More Aboriginal Health Workers Graduate Immunisation Program in Perth

Four local Aboriginal Health Workers (AHW) are the latest graduates of a program which teaches them how to administer vaccinations to children.

The four health workers graduated last week after taking part in the two week course at the Aboriginal Health Council of WA (AHCWA) in Highgate.

Two of the course participants work at the Derbarl Yerrigan Health Service in Perth, while one works at Nidjalla Waangan Mia, which delivers services in the Peel region.

AHCWA launched the training program for Aboriginal Health Workers in partnership with the Communicable Disease Control Directorate (CDCD) at the Department of Health in March last year.

So far, the program has been rolled out in a number of locations including Perth, Port Hedland, Roebourne and Broome, and 22 Aboriginal Health Workers have been trained to administer and promote immunisation.

“Until this program was launched, only nurses and doctors were authorised to carry out immunisations,” said AHCWA Chairperson Michelle Nelson-Cox.

“The benefit of also training Aboriginal Health Workers is that they can relate to Aboriginal children and gain the trust of parents in order to educate them about the importance of immunisation.”

Derbarl Yerrigan Health Service Acting CEO Neil O’Donnell congratulated his staff members on graduating from the course.

“This will add to the great health services delivered by DYHS to the community operating in a culturally secure environment,” he said.

The State Government has released figures suggesting the program has already contributed to increasing immunisation rates among Aboriginal children.

Exercise
Pick up the news item on Aboriginal Health Workers graduating from immunisation training in Perth after its last sentence and continue it.

Extracted information
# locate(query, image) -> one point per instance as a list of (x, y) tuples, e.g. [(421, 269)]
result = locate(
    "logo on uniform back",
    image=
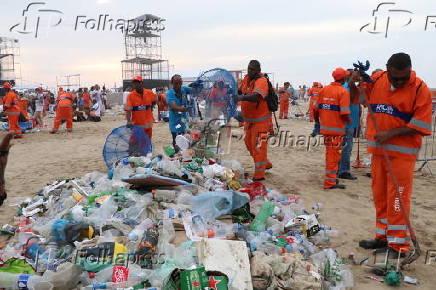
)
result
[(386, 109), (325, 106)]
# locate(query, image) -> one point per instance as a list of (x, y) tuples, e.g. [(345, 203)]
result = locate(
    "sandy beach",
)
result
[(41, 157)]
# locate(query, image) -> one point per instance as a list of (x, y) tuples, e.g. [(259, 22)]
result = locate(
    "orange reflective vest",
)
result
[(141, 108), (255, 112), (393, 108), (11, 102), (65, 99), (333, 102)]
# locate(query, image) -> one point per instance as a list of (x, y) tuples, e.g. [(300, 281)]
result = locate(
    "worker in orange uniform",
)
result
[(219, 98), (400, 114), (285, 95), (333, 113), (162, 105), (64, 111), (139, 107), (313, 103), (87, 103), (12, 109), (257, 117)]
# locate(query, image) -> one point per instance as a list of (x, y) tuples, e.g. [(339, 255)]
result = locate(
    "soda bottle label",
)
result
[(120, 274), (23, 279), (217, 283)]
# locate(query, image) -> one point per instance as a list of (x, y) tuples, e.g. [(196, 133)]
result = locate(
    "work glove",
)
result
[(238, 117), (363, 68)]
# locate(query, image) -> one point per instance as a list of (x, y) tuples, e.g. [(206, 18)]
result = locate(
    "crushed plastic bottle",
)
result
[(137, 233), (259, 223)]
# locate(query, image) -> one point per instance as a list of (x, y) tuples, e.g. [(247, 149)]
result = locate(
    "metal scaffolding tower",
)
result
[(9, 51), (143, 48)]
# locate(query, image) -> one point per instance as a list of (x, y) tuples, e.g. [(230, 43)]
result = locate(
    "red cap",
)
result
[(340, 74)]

Answer for the task
The figures show Aboriginal immunisation rates in 5 year olds have exceeded those of non-Aboriginal children, with 94.3% of Aboriginal children now vaccinated.

“We are thrilled that it appears this training has already contributed to immunisation rates among Aboriginal children increasing significantly,” said Ms Nelson-Cox.

“The figures show that the immunisation rate among Aboriginal children increased from 91.3% in the September quarter to 94.3% in the December quarter, and we hope to see that rate has increased even further when we receive the latest figures.”

Ms Nelson-Cox said the training program would be expanded this year and she hoped it could be rolled out to several remote locations later in the year.

“We have received an overwhelming response from our Aboriginal Medical Services, who see the value in their Aboriginal Health Workers being trained to administer immunisations,” she said.

“We are working hard to meet the demand for the course, and we hope that the more Aboriginal Health Workers we can train, the higher the immunisation rates will be.”

The next course will take place in Geraldton this week.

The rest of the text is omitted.